## Task material
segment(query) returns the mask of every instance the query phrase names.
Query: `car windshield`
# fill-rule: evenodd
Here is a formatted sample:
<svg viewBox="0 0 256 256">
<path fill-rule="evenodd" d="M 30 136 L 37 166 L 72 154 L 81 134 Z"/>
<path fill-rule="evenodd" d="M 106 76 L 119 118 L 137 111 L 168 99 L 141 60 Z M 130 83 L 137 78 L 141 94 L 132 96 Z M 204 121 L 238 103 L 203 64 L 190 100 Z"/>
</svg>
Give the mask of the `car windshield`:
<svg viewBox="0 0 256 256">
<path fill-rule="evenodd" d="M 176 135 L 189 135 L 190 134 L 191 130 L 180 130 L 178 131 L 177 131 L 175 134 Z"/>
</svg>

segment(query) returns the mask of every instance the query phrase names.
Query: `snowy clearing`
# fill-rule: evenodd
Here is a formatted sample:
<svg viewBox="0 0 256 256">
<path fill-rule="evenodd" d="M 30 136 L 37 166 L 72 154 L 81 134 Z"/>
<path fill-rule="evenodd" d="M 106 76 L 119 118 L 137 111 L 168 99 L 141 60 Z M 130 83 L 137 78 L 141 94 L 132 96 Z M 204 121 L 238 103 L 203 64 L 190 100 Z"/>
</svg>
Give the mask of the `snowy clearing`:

## Objective
Render the data above as a JSON list of strings with one string per line, leaving out blank lines.

## Result for this task
[
  "segment(query) returns the mask of every instance the query phrase names.",
  "Query: `car windshield`",
  "# fill-rule: evenodd",
  "Here is a formatted sample:",
  "<svg viewBox=\"0 0 256 256\">",
  "<path fill-rule=\"evenodd\" d=\"M 30 136 L 37 166 L 72 154 L 81 134 Z\"/>",
  "<path fill-rule=\"evenodd\" d=\"M 106 76 L 119 118 L 137 111 L 168 99 L 141 60 Z M 130 83 L 137 78 L 141 94 L 132 96 Z M 204 121 L 238 103 L 203 64 L 190 100 Z\"/>",
  "</svg>",
  "Give the mask of the `car windshield`:",
  "<svg viewBox=\"0 0 256 256\">",
  "<path fill-rule=\"evenodd\" d=\"M 176 135 L 189 135 L 190 134 L 191 130 L 180 130 L 178 131 L 177 131 L 175 134 Z\"/>",
  "</svg>",
  "segment(query) returns the mask of every instance the query phrase names.",
  "Query: `snowy clearing`",
  "# fill-rule: evenodd",
  "Here is a formatted sample:",
  "<svg viewBox=\"0 0 256 256\">",
  "<path fill-rule=\"evenodd\" d=\"M 30 136 L 37 166 L 72 154 L 81 134 Z\"/>",
  "<path fill-rule=\"evenodd\" d=\"M 106 76 L 119 118 L 137 111 L 168 99 L 141 60 Z M 130 83 L 137 78 L 141 94 L 132 96 Z M 204 121 L 238 103 L 203 64 L 190 100 Z\"/>",
  "</svg>",
  "Give the mask of the `snowy clearing`:"
]